• [Assignment]
The listing needs restating word for word.

• [Task input]
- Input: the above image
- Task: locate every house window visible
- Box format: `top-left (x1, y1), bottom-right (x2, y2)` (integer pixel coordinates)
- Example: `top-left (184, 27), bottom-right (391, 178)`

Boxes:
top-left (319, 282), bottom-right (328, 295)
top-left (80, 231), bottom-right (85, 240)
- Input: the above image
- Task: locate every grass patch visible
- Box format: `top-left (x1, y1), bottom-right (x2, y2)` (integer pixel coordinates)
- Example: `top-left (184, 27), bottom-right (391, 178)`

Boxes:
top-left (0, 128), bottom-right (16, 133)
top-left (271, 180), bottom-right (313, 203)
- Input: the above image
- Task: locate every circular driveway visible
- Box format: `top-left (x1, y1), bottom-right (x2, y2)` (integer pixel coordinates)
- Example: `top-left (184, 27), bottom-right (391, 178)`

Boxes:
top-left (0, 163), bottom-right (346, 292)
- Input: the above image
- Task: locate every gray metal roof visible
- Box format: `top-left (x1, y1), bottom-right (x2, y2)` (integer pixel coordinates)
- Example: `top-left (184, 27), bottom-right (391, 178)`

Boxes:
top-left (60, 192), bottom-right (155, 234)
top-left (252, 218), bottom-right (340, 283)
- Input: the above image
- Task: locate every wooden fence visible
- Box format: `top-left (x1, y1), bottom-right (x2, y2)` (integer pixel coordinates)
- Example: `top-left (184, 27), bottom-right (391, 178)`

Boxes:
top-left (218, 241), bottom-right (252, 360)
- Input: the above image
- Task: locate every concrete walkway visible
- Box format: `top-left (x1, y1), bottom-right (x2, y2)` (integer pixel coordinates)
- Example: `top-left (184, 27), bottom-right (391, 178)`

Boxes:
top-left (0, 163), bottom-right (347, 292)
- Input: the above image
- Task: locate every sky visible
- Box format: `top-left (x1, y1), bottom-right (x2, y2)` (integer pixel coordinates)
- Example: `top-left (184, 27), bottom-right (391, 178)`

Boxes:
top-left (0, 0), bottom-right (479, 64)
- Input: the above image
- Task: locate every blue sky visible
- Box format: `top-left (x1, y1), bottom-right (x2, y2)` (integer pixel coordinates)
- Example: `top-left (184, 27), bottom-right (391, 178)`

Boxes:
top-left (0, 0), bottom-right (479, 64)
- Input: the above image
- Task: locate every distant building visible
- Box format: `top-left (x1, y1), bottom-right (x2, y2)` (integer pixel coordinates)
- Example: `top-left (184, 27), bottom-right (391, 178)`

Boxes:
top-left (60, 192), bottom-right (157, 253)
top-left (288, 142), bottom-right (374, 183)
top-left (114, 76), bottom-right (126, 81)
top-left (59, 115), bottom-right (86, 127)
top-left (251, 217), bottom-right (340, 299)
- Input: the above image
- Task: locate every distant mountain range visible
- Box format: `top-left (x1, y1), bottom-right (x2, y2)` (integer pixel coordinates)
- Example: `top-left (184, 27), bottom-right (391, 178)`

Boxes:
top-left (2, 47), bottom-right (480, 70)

• [Worked solution]
- Input: the above image
- Task: locate every house window visible
- Box format: `top-left (x1, y1), bottom-right (x2, y2)` (integer pixel coordinates)
- Example: `top-left (184, 27), bottom-right (391, 178)`

Boxes:
top-left (319, 282), bottom-right (328, 295)
top-left (80, 231), bottom-right (85, 240)
- Input: the above image
- Task: locate every grass patch visible
- Box format: `top-left (x1, y1), bottom-right (x2, y2)` (integer pixel coordinates)
- Example: `top-left (184, 27), bottom-right (391, 178)`

Boxes:
top-left (0, 128), bottom-right (16, 133)
top-left (271, 180), bottom-right (313, 203)
- Input: the above image
- Task: locate every circular driveway visible
- Box format: `top-left (x1, y1), bottom-right (x2, y2)` (integer pixel coordinates)
- Example: `top-left (184, 27), bottom-right (391, 178)`

Boxes:
top-left (0, 163), bottom-right (346, 292)
- Input: the above image
- Task: locate every gray metal roof visible
- Box format: `top-left (x1, y1), bottom-right (x2, y2)` (integer pixel coordinates)
- Example: `top-left (184, 27), bottom-right (391, 178)`

Boxes:
top-left (60, 192), bottom-right (155, 234)
top-left (252, 218), bottom-right (340, 283)
- Input: the above image
- Task: locate every wooden fence visible
- Box format: `top-left (x1, y1), bottom-right (x2, y2)` (integer pixel coordinates)
- Example: `top-left (184, 27), bottom-right (391, 178)`

Boxes:
top-left (218, 241), bottom-right (252, 360)
- Input: the above image
- Task: locate every concrete walkway visible
- Box format: `top-left (x1, y1), bottom-right (x2, y2)` (integer pixel coordinates)
- Example: `top-left (184, 27), bottom-right (391, 178)`

Boxes:
top-left (0, 163), bottom-right (347, 292)
- Input: the above image
- Task: locate every sky visible
- Box format: `top-left (x1, y1), bottom-right (x2, y2)` (integer pixel coordinates)
- Example: `top-left (184, 27), bottom-right (391, 178)`

Boxes:
top-left (0, 0), bottom-right (479, 64)
- Input: the above image
- Task: locate every blue sky visible
- Box format: `top-left (x1, y1), bottom-right (x2, y2)` (integer pixel coordinates)
- Example: `top-left (184, 27), bottom-right (391, 178)`

Boxes:
top-left (0, 0), bottom-right (479, 64)
- Input: the above image
- Task: locate every distant building visible
- Box format: `top-left (x1, y1), bottom-right (x2, y2)` (integer pixel coordinates)
- Example: `top-left (184, 27), bottom-right (391, 178)`

Boxes:
top-left (60, 192), bottom-right (157, 253)
top-left (288, 142), bottom-right (374, 183)
top-left (114, 76), bottom-right (126, 81)
top-left (59, 115), bottom-right (86, 127)
top-left (251, 217), bottom-right (340, 299)
- Input: the above image
- Task: locate every distant mountain range visible
- Box format: `top-left (x1, y1), bottom-right (x2, y2)` (integer pixel coordinates)
- Example: `top-left (184, 27), bottom-right (391, 178)`

Boxes:
top-left (2, 47), bottom-right (480, 70)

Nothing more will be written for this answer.